## Start MATERIAL SUPPLIED
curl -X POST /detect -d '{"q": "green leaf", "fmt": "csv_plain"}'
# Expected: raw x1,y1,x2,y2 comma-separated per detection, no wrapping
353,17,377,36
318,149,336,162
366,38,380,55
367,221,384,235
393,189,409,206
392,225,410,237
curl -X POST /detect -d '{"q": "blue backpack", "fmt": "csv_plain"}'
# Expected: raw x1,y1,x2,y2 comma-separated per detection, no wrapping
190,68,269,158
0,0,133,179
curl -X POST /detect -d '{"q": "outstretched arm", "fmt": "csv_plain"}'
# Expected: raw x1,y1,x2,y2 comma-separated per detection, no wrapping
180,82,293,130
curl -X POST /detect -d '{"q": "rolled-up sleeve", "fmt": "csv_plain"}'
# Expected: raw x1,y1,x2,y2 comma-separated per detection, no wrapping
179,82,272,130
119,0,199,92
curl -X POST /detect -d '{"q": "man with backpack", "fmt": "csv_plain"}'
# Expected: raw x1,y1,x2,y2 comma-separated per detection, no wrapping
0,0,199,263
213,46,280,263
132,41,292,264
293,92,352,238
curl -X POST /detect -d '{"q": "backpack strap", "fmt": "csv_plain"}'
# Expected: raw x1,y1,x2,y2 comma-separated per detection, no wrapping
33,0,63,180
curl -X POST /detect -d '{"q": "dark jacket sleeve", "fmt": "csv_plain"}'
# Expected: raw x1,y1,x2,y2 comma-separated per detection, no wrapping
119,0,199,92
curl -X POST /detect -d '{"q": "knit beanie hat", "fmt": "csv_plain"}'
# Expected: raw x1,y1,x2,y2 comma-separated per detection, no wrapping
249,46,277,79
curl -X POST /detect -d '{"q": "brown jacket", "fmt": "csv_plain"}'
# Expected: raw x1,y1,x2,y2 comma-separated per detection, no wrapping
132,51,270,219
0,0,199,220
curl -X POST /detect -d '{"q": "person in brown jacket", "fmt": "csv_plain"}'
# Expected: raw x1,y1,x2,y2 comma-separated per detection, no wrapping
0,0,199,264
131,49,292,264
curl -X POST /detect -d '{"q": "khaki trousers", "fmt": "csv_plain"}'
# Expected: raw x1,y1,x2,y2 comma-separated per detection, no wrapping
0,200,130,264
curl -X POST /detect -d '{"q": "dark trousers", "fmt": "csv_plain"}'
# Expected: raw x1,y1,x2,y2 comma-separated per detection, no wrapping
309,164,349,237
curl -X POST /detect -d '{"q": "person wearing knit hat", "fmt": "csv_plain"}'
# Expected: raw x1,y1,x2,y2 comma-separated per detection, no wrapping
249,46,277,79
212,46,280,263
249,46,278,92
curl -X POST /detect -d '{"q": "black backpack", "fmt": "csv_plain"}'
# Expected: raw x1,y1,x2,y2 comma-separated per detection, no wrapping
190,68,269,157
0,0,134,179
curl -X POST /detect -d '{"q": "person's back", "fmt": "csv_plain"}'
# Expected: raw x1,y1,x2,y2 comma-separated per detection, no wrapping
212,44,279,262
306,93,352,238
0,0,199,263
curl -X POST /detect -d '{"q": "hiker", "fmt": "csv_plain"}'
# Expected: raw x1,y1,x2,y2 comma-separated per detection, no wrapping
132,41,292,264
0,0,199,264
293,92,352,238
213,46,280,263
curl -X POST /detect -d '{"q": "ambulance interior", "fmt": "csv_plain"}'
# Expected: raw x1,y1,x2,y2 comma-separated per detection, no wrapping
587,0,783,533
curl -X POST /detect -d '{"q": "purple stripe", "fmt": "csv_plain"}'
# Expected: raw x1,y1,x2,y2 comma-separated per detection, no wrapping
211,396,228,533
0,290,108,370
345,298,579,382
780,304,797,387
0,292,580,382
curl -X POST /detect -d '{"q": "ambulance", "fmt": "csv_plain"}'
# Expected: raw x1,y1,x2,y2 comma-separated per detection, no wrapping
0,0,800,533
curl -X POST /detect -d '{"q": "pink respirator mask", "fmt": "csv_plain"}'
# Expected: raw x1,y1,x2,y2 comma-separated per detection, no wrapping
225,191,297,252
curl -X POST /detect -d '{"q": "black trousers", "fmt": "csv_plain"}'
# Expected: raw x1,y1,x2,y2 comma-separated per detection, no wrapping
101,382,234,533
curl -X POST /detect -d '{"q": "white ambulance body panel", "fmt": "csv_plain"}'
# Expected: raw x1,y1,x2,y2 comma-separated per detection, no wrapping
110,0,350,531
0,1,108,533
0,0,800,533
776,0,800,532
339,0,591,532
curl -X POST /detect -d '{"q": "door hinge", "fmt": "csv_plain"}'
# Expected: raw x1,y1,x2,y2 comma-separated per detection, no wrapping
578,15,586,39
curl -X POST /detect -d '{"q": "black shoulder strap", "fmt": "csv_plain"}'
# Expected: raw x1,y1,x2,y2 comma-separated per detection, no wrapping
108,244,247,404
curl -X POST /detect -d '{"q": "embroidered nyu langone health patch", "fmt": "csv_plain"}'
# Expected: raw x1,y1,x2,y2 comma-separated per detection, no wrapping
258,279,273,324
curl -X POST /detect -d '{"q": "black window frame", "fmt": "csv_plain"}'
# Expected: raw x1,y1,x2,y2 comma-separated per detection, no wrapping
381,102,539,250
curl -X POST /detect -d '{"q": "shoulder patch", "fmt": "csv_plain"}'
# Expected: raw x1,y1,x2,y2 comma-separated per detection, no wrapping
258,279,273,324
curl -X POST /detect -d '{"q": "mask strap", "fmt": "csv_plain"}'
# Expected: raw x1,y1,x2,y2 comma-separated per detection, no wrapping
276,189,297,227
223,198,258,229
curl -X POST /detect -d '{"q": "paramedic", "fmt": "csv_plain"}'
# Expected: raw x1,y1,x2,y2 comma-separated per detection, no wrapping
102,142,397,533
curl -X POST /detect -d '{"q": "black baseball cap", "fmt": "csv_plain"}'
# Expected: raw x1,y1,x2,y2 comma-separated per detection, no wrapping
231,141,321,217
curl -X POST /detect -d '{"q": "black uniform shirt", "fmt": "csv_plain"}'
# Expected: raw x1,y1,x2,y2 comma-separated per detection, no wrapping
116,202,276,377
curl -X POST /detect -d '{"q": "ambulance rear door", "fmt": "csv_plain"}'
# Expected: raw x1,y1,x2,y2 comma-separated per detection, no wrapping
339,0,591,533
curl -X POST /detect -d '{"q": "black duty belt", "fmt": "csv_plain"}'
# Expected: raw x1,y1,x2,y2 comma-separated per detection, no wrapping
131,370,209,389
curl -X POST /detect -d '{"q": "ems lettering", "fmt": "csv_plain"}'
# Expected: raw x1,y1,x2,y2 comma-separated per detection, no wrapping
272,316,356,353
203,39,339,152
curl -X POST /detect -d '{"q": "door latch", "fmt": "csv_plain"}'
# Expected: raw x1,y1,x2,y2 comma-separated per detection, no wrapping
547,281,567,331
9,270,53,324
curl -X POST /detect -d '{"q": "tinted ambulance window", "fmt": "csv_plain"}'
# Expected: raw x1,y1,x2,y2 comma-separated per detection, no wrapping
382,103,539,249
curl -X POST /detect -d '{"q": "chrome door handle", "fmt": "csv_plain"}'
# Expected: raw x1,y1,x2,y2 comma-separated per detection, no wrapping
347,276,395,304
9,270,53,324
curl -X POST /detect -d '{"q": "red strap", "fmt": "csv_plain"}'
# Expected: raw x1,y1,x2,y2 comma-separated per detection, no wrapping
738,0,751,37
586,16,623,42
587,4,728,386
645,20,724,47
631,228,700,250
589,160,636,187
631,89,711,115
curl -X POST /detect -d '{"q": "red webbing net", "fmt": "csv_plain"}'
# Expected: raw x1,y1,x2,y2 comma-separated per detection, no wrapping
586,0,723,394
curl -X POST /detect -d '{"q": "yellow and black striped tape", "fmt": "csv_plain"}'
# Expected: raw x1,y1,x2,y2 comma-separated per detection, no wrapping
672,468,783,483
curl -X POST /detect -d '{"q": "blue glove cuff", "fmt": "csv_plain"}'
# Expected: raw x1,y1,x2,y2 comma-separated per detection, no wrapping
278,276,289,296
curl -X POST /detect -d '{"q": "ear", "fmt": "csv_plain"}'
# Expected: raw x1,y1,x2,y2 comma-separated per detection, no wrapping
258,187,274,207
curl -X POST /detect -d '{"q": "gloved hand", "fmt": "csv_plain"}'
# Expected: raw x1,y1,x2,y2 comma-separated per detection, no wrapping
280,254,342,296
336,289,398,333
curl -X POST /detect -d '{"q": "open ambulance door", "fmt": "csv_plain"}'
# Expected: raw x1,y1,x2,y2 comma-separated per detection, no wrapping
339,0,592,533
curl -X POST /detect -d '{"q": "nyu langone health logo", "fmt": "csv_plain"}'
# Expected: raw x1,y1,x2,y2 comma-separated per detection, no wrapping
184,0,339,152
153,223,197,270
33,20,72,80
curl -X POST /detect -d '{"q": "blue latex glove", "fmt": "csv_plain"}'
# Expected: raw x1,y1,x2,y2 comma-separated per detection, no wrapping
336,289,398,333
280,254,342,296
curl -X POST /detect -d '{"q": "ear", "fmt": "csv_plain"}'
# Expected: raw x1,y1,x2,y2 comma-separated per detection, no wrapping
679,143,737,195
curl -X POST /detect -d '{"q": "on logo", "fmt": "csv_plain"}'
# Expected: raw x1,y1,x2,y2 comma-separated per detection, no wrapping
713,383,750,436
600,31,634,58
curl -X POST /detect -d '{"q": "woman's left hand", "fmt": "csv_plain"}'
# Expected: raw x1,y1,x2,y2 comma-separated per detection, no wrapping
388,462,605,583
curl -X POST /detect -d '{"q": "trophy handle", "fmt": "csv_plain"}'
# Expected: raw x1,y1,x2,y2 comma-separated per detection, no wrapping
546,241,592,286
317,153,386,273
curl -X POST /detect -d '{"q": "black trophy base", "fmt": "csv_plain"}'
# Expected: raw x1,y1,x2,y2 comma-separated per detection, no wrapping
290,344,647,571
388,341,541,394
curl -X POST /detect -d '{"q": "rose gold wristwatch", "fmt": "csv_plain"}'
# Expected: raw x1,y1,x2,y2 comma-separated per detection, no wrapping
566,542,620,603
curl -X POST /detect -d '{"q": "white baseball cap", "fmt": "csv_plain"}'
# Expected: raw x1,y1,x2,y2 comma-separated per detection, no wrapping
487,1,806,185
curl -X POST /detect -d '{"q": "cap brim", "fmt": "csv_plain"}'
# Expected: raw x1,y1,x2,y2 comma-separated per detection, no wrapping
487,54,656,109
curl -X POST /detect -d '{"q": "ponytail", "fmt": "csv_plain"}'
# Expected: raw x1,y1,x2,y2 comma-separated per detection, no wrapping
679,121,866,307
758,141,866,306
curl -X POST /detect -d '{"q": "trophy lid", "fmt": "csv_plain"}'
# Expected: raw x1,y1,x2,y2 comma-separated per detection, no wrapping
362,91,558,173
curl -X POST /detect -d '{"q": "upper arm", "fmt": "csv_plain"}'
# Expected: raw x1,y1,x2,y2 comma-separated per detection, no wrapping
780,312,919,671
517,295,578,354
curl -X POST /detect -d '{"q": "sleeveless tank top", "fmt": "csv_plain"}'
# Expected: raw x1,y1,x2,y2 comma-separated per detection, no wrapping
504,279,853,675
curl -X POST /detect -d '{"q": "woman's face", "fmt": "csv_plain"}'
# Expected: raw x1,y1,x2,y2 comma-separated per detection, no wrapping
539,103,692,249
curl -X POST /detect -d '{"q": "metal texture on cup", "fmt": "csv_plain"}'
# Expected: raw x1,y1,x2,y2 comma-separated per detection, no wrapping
## End MATERIAL SUPPLIED
GIVEN EXERCISE: Rewrite the lines from the very beginning of the items through the line containing "0,0,133,179" as a numbered list, including both ends and omitting any blank lines.

OUTPUT BELOW:
1. curl -X POST /detect -d '{"q": "green leaf", "fmt": "csv_plain"}'
2. # Expected: raw x1,y1,x2,y2 comma-separated per detection, no wrapping
3. 353,17,377,36
4. 318,149,336,162
5. 366,38,380,55
6. 367,221,384,235
7. 393,189,409,206
8. 392,225,410,237
9. curl -X POST /detect -d '{"q": "blue backpack", "fmt": "csv_plain"}'
10. # Expected: raw x1,y1,x2,y2 comma-separated per detection, no wrapping
11. 190,68,269,158
12. 0,0,133,179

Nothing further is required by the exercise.